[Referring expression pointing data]
______________________________

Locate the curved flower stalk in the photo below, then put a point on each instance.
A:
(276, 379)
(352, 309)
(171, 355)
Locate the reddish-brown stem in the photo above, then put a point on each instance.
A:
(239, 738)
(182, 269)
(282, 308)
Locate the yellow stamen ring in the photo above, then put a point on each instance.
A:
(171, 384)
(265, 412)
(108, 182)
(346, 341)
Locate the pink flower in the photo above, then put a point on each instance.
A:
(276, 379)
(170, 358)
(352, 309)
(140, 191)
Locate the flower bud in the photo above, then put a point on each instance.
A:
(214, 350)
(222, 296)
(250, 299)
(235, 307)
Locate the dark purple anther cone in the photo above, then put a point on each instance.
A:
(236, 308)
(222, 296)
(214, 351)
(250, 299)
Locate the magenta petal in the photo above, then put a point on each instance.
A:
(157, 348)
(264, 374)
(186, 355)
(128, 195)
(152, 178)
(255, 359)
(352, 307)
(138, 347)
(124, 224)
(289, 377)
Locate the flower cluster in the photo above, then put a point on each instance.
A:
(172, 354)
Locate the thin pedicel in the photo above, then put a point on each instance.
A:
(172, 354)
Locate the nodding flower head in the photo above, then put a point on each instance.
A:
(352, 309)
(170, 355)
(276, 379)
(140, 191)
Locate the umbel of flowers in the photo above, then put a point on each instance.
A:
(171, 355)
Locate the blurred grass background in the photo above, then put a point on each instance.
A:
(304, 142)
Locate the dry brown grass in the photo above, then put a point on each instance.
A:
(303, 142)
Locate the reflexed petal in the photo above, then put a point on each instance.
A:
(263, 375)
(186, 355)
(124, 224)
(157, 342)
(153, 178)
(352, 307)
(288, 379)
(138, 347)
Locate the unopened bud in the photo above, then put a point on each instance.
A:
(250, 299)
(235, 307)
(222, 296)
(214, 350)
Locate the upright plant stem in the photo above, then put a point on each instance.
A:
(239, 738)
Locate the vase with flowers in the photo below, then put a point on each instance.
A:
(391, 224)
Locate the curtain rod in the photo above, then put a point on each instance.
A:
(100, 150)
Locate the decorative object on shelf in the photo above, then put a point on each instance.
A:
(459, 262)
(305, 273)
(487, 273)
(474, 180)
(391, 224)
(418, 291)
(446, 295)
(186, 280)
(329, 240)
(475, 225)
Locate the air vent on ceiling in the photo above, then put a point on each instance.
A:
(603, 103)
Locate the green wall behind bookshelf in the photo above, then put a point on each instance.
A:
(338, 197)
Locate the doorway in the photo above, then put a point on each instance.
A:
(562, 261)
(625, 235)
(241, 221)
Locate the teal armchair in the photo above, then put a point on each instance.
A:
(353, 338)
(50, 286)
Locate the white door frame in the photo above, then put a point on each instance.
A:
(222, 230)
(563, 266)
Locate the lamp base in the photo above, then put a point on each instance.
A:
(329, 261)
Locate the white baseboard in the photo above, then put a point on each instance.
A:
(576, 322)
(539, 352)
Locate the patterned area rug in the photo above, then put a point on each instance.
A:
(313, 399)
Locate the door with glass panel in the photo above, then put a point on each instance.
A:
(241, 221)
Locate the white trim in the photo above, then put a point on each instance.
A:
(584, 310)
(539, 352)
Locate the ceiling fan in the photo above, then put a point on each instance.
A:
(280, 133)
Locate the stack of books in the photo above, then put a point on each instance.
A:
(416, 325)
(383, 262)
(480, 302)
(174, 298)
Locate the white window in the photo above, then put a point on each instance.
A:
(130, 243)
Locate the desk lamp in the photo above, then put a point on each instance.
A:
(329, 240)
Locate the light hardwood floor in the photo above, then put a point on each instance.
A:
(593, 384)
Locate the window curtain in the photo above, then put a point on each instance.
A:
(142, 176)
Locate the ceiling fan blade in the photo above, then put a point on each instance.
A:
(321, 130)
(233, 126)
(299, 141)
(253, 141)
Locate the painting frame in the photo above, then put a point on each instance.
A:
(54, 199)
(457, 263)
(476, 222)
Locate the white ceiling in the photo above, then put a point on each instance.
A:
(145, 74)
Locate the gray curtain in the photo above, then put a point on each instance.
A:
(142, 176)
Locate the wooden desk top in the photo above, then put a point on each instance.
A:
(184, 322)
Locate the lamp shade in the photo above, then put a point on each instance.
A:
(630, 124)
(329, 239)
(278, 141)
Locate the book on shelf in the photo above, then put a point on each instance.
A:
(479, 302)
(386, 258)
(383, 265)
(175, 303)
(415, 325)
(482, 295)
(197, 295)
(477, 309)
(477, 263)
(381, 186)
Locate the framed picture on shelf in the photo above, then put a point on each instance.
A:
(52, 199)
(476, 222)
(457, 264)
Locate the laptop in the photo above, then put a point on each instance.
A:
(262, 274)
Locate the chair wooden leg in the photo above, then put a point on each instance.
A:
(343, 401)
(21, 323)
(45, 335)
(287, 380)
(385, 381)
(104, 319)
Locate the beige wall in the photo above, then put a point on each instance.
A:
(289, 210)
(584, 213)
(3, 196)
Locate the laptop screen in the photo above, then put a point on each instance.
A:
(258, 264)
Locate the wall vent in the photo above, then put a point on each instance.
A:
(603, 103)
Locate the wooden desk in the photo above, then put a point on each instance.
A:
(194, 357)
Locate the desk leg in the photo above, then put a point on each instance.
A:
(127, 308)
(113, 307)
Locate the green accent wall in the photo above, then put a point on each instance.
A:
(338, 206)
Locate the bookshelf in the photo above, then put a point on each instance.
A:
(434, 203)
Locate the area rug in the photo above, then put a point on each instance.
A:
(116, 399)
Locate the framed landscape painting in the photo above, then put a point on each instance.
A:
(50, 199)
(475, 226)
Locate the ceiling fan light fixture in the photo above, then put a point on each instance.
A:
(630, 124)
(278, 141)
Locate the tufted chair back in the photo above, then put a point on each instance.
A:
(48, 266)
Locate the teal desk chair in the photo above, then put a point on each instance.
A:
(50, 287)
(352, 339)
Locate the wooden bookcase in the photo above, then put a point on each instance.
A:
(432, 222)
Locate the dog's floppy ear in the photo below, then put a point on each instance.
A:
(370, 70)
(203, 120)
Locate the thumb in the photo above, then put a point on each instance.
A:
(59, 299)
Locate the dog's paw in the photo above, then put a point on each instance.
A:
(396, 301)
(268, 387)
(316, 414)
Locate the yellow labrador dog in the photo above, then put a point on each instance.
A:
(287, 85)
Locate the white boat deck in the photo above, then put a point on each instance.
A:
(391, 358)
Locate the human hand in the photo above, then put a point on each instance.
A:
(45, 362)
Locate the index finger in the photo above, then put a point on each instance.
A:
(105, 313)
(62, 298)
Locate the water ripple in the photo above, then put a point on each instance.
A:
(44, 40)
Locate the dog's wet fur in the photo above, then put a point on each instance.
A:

______________________________

**Description of the task:**
The entries above should be set down again exactly as they appear.

**Answer area:**
Locate the curved flower stalk in the photo below, then put a point on each instance.
A:
(276, 379)
(352, 309)
(171, 355)
Locate the reddish-brown stem in the photo above, then put a point on each instance.
A:
(239, 738)
(182, 269)
(282, 308)
Locate the yellow stamen ring in the photo above, then put a point on each instance.
A:
(171, 384)
(265, 412)
(108, 182)
(346, 341)
Locate the pink flower in the photo above, then put a point on each instance.
A:
(276, 379)
(170, 358)
(352, 309)
(140, 191)
Locate the flower bud in the photo above, then put a point on each instance.
A:
(214, 350)
(222, 296)
(250, 299)
(235, 307)
Locate the dark purple anther cone in the photo above, then put a point on each instance.
A:
(236, 308)
(222, 296)
(214, 351)
(250, 299)
Locate the magenta petal in the photo above, then put a point on each instance.
A:
(157, 348)
(264, 374)
(186, 355)
(128, 195)
(152, 178)
(255, 359)
(352, 307)
(138, 347)
(124, 224)
(289, 377)
Locate the flower cluster in the photo above, then put a point on each instance.
A:
(172, 354)
Locate the thin pedicel in the photo above, then put a point on each instance.
A:
(172, 354)
Locate the nodding flower head in the photo above, then put a point on each instance.
A:
(352, 309)
(170, 355)
(276, 379)
(140, 191)
Locate the umbel of flowers in the photo above, then put a point on each instance.
A:
(171, 355)
Locate the blurred grass background in the photo above, then put a point on each instance.
A:
(304, 142)
Locate the dry brown grass in the photo above, then put a point on each instance.
A:
(303, 142)
Locate the reflexed petal in the photo above, then put a point on each instance.
A:
(263, 375)
(186, 355)
(124, 224)
(157, 342)
(153, 178)
(352, 307)
(288, 379)
(138, 347)
Locate the unopened bud in the photo above, then put a point on each instance.
A:
(250, 299)
(235, 307)
(222, 296)
(214, 350)
Locate the upright plant stem in the photo above, then put a point on each instance.
A:
(239, 738)
Locate the vase with flowers in the photo below, then put a point on each instance.
A:
(391, 224)
Locate the curtain rod in the photo above, then put a point on each instance.
A:
(100, 150)
Locate the decorative object on shelf in the photo above, then put a point on each instance.
A:
(459, 262)
(305, 273)
(487, 273)
(474, 180)
(391, 224)
(418, 291)
(446, 295)
(186, 280)
(329, 240)
(475, 225)
Locate the air vent on ceiling in the photo above, then put a point on each instance.
A:
(603, 103)
Locate the green wall behind bookshelf in the photo above, then put a point on each instance.
A:
(338, 197)
Locate the doorway in the photo above, then put a point on each instance.
A:
(562, 261)
(625, 235)
(241, 221)
Locate the teal armchair in the photo above, then put a point on each instance.
A:
(353, 338)
(50, 286)
Locate the white door frame in the photo above, then put a point on each instance.
A:
(222, 230)
(563, 266)
Locate the lamp base in the photo above, then put a point on each instance.
A:
(329, 261)
Locate the white baseboard in the photo above, then put a point on each instance.
A:
(576, 322)
(539, 352)
Locate the patterned area rug in the photo above, then put a point on each instance.
A:
(313, 399)
Locate the door with glass panel in the photo above, then put a point on each instance.
A:
(241, 221)
Locate the white trim in the photo above, then put a point on each instance.
A:
(584, 310)
(539, 352)
Locate the ceiling fan in the photo above, then put a point on each instance.
A:
(280, 133)
Locate the stack of books in the photo above, then put a point on each instance.
A:
(416, 325)
(383, 262)
(480, 302)
(174, 298)
Locate the white window in the photo above, then put a point on each instance.
A:
(130, 243)
Locate the desk lamp in the photo above, then put a point on each instance.
A:
(329, 240)
Locate the light hardwood floor in the photo above, then put a point on each instance.
A:
(593, 384)
Locate the window curtain in the photo above, then put a point on each instance.
A:
(142, 176)
Locate the ceiling fan blade in the photo above, then put a point on each instance.
A:
(321, 130)
(233, 126)
(299, 141)
(253, 141)
Locate the painting frame in the photo above, then put a point on each instance.
A:
(54, 199)
(457, 263)
(476, 222)
Locate the white ceiling in the photo above, then put a point on each instance.
A:
(145, 74)
Locate the gray curtain in the photo above, then put a point on each instance.
A:
(142, 176)
Locate the wooden desk top in the photo above, then put a point on each instance.
A:
(184, 322)
Locate the lamp shade in the photo above, then put a point on each instance.
A:
(630, 124)
(329, 239)
(278, 141)
Locate the book on shelf in the photo above, then put a point on each instance.
A:
(479, 302)
(386, 258)
(383, 265)
(175, 303)
(415, 325)
(482, 295)
(197, 295)
(477, 309)
(477, 263)
(381, 186)
Locate the framed picture on shelf in the photo above, then put a point on each instance.
A:
(52, 199)
(476, 222)
(457, 264)
Locate the laptop in the photo above, then put a point on each instance.
A:
(262, 274)
Locate the chair wooden leg in the photo above, then put a point on each instance.
A:
(343, 401)
(21, 323)
(45, 335)
(287, 380)
(385, 381)
(104, 319)
Locate the beige wall in the photo above, then put a point on each instance.
A:
(289, 210)
(584, 213)
(3, 196)
Locate the laptop screen in the photo above, then put a point on each instance.
A:
(258, 264)
Locate the wall vent in the photo above, then put a point on each instance.
A:
(603, 103)
Locate the wooden desk in the photo above, then put a point on each instance.
A:
(194, 357)
Locate the desk leg in the photo above, then put a point on each instance.
A:
(127, 308)
(113, 307)
Locate the green accent wall in the photo above, then put a point on each instance.
A:
(338, 206)
Locate the bookshelf in the photo above, then put a point on each instance.
A:
(434, 203)
Locate the area rug in the photo above, then put a point on each instance.
A:
(116, 399)
Locate the framed landscape painting in the photo above, then put a point on each instance.
A:
(50, 199)
(475, 226)
Locate the ceiling fan light fixture in the photo above, then put a point on each instance.
A:
(630, 124)
(278, 141)
Locate the tufted chair back in the photo above, then put a point on each instance.
A:
(48, 266)
Locate the teal desk chair in the photo above, then put a point on each instance.
A:
(50, 287)
(352, 339)
Locate the wooden bookcase in the photo above, then put a point on each instance.
A:
(432, 222)
Locate the dog's floppy ear in the photo below, then put a point on each instance.
A:
(370, 70)
(203, 120)
Locate the thumb in the photo above, then put a point on each instance.
A:
(59, 299)
Locate the dog's paw in the photo above, then put a point on each instance.
A:
(396, 301)
(268, 387)
(316, 414)
Locate the yellow labrador dog in the photo above, then put a point on each instance.
A:
(287, 85)
Locate the white boat deck in the photo above, then put a point on each instance.
A:
(391, 358)
Locate the human hand in the photo above, then put a point on each instance.
A:
(45, 362)
Locate the index finger in the photo above, then put a point on each instance.
A:
(105, 313)
(62, 298)
Locate the water ripple in the photo above, then put a point on each instance.
A:
(44, 40)
Locate the dog's wet fur in the photo above, then put a point on each instance.
A:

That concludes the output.